(Provided text)
::::::

If you are planning to raise a new puppy or ever had a four-legged friend, you will probably be thinking about a serious problem, namely whether you should have your puppy spayed or neutered. Many people disapprove of this and regard it as cruel and selfish behavior. However, once you realize the benefits and reasons for dog spaying or neutering, you may be ready to “determine” the future of your dog.   

What are spaying and neutering?

Spaying or neutering is a simple surgical procedure under general anesthetic.  “Spay” is the removal of the uterus and the two ovaries of the female dog through an incision in the abdomen. After the spay surgery, you can have your dog go home the same day or keep it overnight in the clinic to see if there are any complications. 

“Neuter” is the removal of the testicles of a male dog by an incision near the front of the scrotum, which is easier than the spay procedure. Most dogs can usually go home the same day and recover within a few days.

The ideal age to spay or neuter a puppy is sixth months. Spaying before the first season is too young as the organs are not fully developed and grown. Experts also agree that spaying or neutering dogs should take place after puberty, which can achieve the maximum benefit. 

The reasons for spaying or neutering

Why we spay or neuter our canine companions mainly relates to health issues and behavioral problems. In addition, it is recommended that most working dogs (such as the service dog) be spayed or neutered.

1. Prevention of unplanned puppies

When your female dog reaches puberty, she will be in her first breeding season for several weeks. Once this happens (once or twice a year), the scent of “heat” will attract the male dog from far away. Some of the male dogs will come to visit your female dog many times and urinate as a “signal” around your yard or house.

Service dogs that have been specially trained for disabled owners must be attentive to their work, an unwanted “visitor” may interfere with the execution of tasks and cause problems for the owners.

::::::

(Data extracts)
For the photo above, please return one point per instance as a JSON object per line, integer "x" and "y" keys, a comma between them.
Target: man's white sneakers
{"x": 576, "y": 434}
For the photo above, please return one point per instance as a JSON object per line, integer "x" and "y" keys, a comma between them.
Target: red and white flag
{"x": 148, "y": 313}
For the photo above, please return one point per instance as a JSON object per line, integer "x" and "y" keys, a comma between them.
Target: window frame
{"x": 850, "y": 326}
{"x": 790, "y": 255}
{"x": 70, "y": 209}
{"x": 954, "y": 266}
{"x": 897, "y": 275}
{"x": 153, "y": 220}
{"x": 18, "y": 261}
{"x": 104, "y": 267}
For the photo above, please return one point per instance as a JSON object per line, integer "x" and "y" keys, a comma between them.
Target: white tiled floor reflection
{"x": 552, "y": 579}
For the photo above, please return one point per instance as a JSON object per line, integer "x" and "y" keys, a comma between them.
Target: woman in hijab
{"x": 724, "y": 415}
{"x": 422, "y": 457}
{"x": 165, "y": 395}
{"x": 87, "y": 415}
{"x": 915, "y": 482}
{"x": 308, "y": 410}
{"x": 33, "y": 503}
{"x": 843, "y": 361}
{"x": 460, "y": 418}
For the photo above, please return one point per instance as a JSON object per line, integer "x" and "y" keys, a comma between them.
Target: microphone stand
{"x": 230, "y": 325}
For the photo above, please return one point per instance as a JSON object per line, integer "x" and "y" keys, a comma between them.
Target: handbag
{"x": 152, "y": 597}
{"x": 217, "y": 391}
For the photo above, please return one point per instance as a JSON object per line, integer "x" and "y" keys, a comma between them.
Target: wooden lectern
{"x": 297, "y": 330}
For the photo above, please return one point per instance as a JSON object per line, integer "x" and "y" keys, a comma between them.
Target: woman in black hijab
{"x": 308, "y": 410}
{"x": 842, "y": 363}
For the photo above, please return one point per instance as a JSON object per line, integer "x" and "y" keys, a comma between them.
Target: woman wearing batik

::::::

(Things to do)
**1)** According to the spaying and neutering text, where is the incision made when a male dog is neutered?
**2)** Transcribe the spaying and neutering text word for word, beginning with the words "Service dogs that" and ending after the words "for the owners.".
The items are separate material from the spaying and neutering text.

(Problem solutions)
**1)** Near the front of the scrotum.

**2)**
Service dogs that have been specially trained for disabled owners must be attentive to their work, an unwanted “visitor” may interfere with the execution of tasks and cause problems for the owners.